- **What you should do**
In the records below, turn the lines starting at the one containing "Objective — one point per instance of the underwater" and ending at the one containing "Objective — one point per instance of the green weed" into a JSON list of strings, one string per line, leaving out any blank lines.

- **Given entries**
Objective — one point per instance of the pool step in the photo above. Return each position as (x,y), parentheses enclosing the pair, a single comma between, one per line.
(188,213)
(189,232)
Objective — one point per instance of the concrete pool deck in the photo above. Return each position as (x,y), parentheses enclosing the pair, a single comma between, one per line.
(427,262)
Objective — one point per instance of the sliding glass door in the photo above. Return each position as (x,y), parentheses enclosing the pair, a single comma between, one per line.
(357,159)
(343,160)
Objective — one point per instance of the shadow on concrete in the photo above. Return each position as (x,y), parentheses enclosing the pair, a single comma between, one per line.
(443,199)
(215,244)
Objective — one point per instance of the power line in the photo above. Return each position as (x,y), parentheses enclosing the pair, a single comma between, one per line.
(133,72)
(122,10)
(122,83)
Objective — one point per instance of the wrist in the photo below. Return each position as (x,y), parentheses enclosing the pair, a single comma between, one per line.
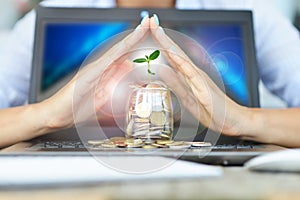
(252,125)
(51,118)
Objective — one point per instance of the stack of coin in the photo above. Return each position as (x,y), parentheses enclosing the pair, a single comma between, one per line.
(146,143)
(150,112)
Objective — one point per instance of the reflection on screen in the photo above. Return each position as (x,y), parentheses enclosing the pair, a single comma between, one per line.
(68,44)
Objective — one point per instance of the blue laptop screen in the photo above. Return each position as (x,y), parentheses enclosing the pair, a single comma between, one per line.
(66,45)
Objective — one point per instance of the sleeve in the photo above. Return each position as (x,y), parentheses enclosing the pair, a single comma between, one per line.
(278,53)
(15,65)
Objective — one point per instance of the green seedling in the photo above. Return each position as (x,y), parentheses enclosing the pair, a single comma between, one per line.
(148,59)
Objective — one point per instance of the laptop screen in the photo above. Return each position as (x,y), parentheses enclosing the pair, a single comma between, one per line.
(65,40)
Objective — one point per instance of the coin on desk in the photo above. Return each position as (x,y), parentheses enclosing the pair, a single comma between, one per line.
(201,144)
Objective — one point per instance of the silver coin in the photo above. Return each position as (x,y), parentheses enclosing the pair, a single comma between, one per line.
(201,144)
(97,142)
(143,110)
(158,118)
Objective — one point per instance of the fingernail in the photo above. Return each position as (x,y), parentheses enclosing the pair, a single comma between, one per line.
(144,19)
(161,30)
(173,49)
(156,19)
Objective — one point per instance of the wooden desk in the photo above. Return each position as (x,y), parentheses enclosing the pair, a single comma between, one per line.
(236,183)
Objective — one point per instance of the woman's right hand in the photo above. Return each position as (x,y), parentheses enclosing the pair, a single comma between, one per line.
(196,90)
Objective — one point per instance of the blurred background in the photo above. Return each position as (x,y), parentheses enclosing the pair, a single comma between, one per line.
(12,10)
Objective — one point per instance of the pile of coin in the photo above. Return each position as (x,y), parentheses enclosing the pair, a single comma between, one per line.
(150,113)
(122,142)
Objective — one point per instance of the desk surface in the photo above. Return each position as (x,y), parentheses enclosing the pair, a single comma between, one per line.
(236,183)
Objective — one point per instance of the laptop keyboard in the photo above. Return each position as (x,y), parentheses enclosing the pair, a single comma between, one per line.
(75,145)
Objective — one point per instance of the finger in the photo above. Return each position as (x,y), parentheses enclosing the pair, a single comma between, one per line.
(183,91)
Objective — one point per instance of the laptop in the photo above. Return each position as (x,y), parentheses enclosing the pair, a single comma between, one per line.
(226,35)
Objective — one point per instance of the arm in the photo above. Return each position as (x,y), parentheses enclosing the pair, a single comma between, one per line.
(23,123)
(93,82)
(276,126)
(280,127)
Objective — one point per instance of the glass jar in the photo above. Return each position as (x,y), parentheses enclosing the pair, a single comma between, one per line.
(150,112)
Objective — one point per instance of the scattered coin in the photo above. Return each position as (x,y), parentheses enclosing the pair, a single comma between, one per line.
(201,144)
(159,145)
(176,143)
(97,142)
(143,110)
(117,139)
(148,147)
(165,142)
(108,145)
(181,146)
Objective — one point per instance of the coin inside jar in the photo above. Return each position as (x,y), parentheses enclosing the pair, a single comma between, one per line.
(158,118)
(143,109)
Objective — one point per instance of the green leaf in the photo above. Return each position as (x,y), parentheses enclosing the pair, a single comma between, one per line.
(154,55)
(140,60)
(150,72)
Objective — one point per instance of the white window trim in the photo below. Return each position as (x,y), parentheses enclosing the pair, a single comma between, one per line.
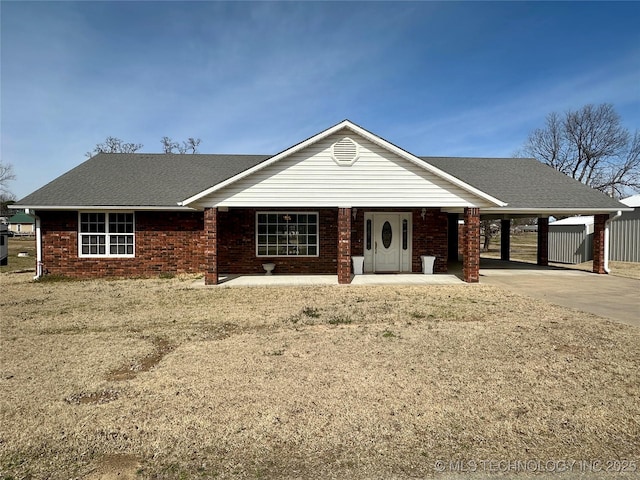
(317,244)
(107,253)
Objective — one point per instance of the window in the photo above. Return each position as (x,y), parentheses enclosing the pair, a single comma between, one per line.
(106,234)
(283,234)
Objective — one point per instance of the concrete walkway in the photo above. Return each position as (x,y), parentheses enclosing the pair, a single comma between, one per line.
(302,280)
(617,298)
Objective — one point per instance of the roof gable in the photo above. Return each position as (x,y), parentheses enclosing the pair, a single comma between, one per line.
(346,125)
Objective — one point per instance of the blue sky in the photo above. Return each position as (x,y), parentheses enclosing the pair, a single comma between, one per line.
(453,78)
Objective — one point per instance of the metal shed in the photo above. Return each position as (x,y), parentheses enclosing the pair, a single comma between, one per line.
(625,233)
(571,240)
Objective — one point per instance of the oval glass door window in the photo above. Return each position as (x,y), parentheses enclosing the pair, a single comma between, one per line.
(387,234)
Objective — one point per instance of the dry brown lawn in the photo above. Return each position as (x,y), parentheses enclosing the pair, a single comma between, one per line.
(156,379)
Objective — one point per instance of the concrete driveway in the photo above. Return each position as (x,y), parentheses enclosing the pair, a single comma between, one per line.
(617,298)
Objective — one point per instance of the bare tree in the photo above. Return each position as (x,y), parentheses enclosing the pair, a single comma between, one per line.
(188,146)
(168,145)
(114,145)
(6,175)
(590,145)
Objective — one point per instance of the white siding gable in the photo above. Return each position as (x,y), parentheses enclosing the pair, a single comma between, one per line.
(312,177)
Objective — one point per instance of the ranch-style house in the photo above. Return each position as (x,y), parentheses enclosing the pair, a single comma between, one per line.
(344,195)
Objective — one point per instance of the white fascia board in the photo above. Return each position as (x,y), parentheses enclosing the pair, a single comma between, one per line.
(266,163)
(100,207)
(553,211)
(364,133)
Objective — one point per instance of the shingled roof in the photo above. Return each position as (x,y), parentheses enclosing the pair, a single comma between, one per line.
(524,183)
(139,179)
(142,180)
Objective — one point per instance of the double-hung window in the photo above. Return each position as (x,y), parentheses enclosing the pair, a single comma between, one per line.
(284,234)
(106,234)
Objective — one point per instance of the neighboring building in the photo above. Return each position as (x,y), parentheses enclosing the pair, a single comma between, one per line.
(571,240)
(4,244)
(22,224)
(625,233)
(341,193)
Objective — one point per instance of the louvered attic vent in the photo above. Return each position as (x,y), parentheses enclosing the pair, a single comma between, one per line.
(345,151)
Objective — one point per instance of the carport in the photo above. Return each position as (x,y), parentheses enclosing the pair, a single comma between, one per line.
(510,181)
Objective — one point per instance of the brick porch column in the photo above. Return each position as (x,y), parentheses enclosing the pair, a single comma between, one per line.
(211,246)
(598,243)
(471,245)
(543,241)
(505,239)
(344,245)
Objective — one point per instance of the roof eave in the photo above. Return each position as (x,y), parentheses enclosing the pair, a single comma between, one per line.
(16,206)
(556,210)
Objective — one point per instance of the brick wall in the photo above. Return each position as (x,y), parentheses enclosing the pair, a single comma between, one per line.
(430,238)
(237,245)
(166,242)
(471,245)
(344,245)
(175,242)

---

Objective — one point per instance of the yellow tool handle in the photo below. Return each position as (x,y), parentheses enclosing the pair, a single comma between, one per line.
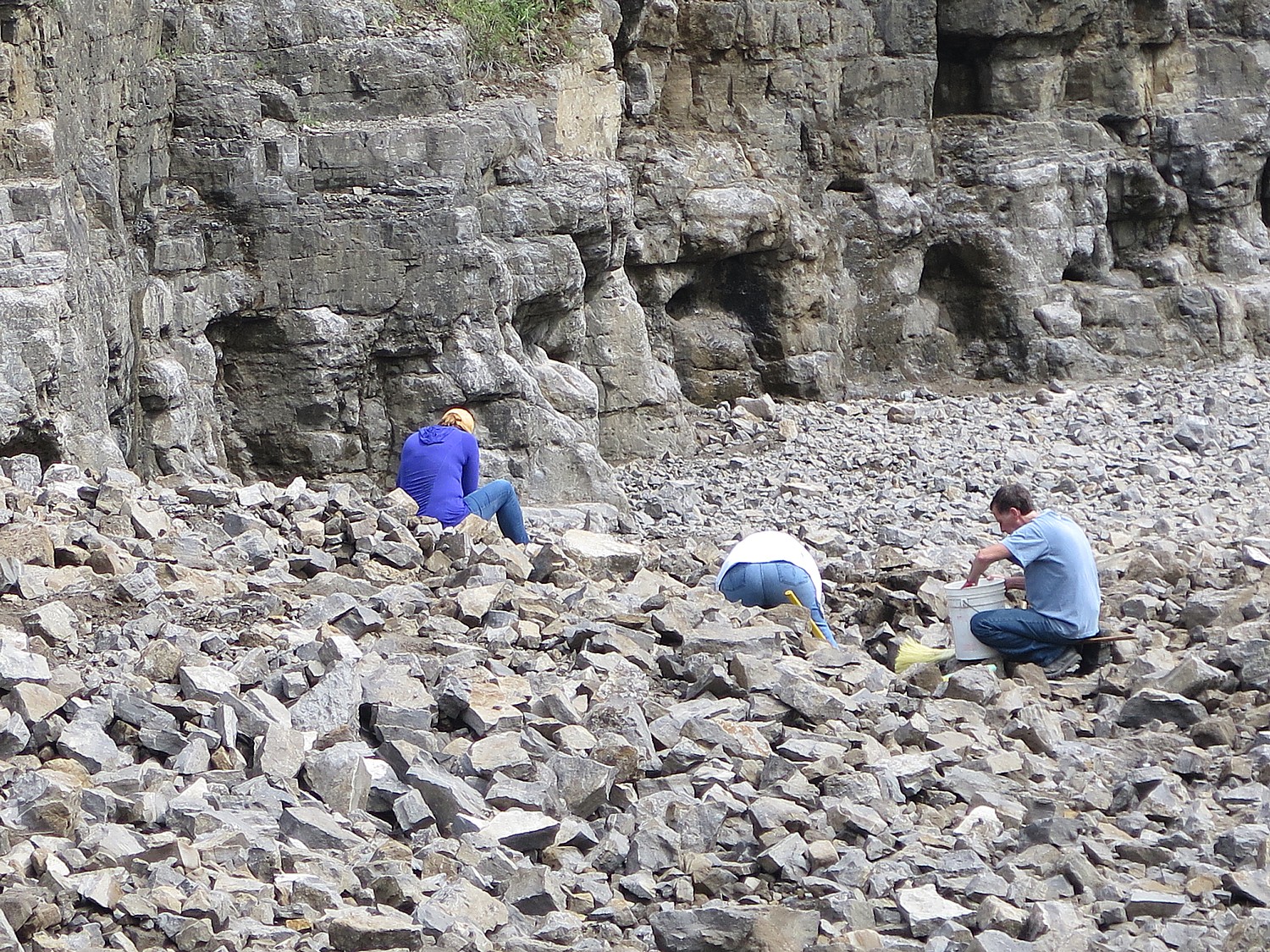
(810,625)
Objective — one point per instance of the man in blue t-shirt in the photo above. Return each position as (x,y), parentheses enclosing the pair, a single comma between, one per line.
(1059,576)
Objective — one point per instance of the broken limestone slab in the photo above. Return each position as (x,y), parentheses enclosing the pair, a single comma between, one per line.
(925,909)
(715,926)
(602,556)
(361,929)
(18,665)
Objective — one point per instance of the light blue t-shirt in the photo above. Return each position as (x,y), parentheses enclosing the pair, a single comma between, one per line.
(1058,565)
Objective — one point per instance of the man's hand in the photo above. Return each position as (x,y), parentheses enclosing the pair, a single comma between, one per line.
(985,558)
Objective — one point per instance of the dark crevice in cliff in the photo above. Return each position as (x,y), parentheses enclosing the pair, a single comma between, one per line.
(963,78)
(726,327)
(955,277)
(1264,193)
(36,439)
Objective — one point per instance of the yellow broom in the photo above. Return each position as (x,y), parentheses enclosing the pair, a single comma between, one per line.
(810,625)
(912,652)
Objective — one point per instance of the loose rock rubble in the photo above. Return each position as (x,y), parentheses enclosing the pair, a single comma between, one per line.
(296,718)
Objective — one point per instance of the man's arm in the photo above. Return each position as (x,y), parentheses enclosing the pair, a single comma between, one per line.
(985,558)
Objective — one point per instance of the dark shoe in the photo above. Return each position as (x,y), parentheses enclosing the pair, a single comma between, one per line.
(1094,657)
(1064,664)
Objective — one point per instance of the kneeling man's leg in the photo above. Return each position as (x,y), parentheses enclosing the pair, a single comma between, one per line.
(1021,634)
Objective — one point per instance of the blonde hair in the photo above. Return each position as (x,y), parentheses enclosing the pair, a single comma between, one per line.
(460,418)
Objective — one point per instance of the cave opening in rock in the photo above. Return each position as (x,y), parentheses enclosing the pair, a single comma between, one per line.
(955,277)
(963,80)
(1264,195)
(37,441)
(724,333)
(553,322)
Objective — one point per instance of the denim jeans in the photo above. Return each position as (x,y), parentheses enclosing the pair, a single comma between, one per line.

==

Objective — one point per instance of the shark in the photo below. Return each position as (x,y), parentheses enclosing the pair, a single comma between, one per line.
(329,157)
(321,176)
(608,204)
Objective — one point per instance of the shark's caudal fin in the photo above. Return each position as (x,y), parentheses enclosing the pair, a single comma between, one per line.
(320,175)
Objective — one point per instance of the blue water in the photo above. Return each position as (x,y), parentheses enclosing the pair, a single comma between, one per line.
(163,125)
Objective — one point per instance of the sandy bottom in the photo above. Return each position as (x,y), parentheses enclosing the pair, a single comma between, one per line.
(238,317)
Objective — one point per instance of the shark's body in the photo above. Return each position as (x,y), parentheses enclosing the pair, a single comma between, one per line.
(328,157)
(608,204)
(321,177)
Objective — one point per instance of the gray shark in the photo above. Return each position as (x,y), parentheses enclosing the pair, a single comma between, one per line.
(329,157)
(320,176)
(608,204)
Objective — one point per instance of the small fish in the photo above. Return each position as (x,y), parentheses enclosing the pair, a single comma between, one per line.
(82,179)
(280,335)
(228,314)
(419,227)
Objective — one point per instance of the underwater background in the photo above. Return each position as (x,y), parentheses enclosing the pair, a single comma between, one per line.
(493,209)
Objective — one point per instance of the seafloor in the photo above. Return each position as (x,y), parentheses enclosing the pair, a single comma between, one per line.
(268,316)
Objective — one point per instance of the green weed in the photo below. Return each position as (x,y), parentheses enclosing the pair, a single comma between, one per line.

- **Solution below**
[
  "Objective — one point per instance of the underwater background in the photo above. Return each position as (x,y), parentheses enclosing the pair, a single comma between, one per line.",
  "(493,209)",
  "Objective — one point per instance of the seafloor in the photo above. Return each position as (x,y), parentheses enclosing the pair, a single comma between, one per line.",
  "(268,316)",
  "Objective — one point per instance of the green weed in the photo below. Return each position as (x,y), parentheses enclosing the pair, a single comma between, one per line."
]